▸ **Set problem**:
Recast the lines below as a two-column CSV with the columns "request" and "answer" and one row per request. Put each request's text and its answer in a single quoted field, replacing line breaks with spaces.

(Location identification entries)
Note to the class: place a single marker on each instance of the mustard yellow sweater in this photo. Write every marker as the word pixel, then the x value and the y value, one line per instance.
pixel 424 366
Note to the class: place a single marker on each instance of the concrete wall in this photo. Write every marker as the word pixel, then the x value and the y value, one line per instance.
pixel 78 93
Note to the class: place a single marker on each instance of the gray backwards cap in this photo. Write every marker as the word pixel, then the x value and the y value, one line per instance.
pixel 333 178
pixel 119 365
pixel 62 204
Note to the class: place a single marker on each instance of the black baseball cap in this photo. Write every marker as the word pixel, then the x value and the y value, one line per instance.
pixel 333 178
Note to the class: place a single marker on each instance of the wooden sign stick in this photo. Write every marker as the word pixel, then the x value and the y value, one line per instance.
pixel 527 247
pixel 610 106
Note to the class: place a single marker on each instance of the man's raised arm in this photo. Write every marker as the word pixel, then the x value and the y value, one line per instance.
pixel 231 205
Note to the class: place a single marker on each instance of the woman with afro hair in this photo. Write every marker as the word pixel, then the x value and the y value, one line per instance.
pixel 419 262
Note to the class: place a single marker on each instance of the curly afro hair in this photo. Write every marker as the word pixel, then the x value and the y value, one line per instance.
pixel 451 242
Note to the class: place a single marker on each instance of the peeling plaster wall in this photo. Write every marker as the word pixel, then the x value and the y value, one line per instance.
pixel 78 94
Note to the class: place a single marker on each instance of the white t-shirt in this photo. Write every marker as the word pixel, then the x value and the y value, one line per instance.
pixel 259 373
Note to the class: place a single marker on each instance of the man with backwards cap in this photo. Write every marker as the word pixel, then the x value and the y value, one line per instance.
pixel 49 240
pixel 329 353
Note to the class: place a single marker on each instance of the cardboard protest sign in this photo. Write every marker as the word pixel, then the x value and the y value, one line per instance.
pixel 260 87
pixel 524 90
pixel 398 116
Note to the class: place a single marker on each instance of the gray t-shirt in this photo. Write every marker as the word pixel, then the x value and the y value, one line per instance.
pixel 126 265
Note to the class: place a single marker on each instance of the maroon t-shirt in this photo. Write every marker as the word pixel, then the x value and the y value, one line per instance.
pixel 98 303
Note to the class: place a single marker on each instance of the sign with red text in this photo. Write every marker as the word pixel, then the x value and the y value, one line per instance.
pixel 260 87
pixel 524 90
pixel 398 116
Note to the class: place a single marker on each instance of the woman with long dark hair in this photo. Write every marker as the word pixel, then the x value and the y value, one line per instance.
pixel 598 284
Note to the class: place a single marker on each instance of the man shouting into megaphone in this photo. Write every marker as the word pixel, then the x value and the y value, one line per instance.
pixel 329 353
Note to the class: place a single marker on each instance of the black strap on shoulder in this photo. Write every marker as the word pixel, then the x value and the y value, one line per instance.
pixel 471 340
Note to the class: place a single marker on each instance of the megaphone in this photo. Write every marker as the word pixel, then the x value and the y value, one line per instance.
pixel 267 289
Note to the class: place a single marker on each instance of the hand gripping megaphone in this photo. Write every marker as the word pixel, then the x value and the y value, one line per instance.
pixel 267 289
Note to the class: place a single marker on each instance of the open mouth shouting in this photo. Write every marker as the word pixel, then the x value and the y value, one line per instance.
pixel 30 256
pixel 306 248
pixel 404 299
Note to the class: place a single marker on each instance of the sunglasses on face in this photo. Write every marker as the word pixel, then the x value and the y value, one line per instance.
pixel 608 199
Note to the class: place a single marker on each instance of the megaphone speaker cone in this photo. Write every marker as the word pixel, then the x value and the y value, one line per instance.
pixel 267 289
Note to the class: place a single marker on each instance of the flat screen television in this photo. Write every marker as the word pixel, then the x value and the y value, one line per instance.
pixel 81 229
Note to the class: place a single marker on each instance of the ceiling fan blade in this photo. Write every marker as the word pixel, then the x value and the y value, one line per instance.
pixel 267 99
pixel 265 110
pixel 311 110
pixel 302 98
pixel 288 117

▸ **Exercise response**:
request,answer
"Note to the class: place a single marker on each instance of the mustard yellow sweater in this photo. Write every marker as the word pixel, then the x value and the y value, one line per instance.","pixel 424 366"
"Note to the class: place a single marker on each instance of the concrete wall in this photo. Write every marker as the word pixel, then the x value and the y value, one line per instance.","pixel 78 93"
"Note to the class: place a single marker on each instance of the gray backwards cap in this photo. Write every marker as the word pixel, then the x value and the y value, one line per instance.","pixel 333 178 pixel 119 365 pixel 62 204"
"Note to the class: place a single marker on each instance of the black baseball cap in this photo. Write every marker as the word pixel, then the x value and the y value, one line per instance.","pixel 333 178"
"Note to the class: place a single marker on each instance of the wooden sign stick in this photo. Write every marker as the word pixel, then the x value and the y value, one line per instance.","pixel 527 247 pixel 610 106"
"Note to the class: place a single marker on each instance of the man's raised arm in this photo. Write every marker as the word pixel, then the x value and the y value, one line per instance.","pixel 231 205"
"Note to the class: place a single marker on each instance of the woman with afro hair in this photo. Write every marker as the word pixel, then the x value and the y value, one line per instance.","pixel 419 262"
"Note to the class: place a single marker on each instance of the curly afro hair in this photo. Write every marker as the word pixel, then the x value and the y value, one line per instance.","pixel 451 242"
"Note to the class: place a single marker on each instance of the peeling plaster wall in this photo. Write every marker as the word pixel, then the x value and the y value, one line per instance.","pixel 78 94"
"Note to the class: place a single marker on each instance of the white t-shirt in this photo. Write every marker as the word pixel, then the x value and the y value, one line per instance.","pixel 259 373"
"Note to the class: place a single marker on each instance of the man with backwards cap in this photo. Write every marker as the word pixel, then the x value and the y value, one line per instance.","pixel 49 240 pixel 329 353"
"Note to the class: place a single marker on each instance of the cardboard protest sign in this photo. Write every marker as the word pixel, then the x value and the y value, one line per instance.","pixel 260 87 pixel 524 90 pixel 398 116"
"Note to the class: place a single marker on each instance of the gray t-shirt in this photo. Write every marker as the word pixel, then the x value and the y value, one line per instance.","pixel 126 265"
"Note to the class: place a single marker on each instance of the maroon t-shirt in this photo. Write every marker as the word pixel, then the x value and the y value, one line per instance.","pixel 98 303"
"Note to the class: place a single marker on each instance of the sign with red text in this photo. Write every marker as the word pixel, then the x value and the y value, one line per instance.","pixel 260 87 pixel 524 90 pixel 398 116"
"Note to the class: place a single marker on each instance of the woman with long dark hair in this photo. Write every marker as the word pixel, then the x value and the y value, one line per instance.","pixel 598 284"
"Note to the class: place a single marker on each instance of the man shouting into megaphone in this photo. Write every marker as the word pixel, then the x value and the y value, one line per instance.","pixel 329 353"
"Note to the class: place a single marker on each instance of the black strap on shoulder in this photo. Write every marker as the word pixel, then the x value and the y value, one line per instance.","pixel 471 340"
"Note to the class: place a single marker on each instance of the megaphone in this photo. Write every marker as the word pixel, then the x value and the y value, one line per instance.","pixel 267 289"
"Note to the class: place a single marker on each instance of the hand gripping megaphone in this photo. Write every marker as the word pixel, then the x value and the y value, one line per instance.","pixel 267 289"
"Note to the class: place a single marker on each instance of the open mouth shouting in this photo. Write every marker as the word pixel, then the x value and the y value, one line per instance.","pixel 30 256 pixel 306 248 pixel 404 299"
"Note to the class: place a single marker on each instance of the sunglasses on face in this photo. Write every marker as the word pixel, then the x value and the y value, one line per instance.","pixel 608 199"
"Note to the class: place a single marker on each instance of the megaphone speaker cone in this photo. Write every marker as the word pixel, then the x value and the y value, one line per instance.","pixel 267 289"
"Note to the class: place a single marker on each instance of the flat screen television in this photo. Write every marker as the word pixel, then the x value and the y value, one line per instance.","pixel 81 229"
"Note to the class: place a single marker on each instance of the ceiling fan blade in this photo. Write every marker as the word pixel, then the x value and the y value, one line per instance.","pixel 267 99 pixel 265 110 pixel 311 110 pixel 302 98 pixel 288 117"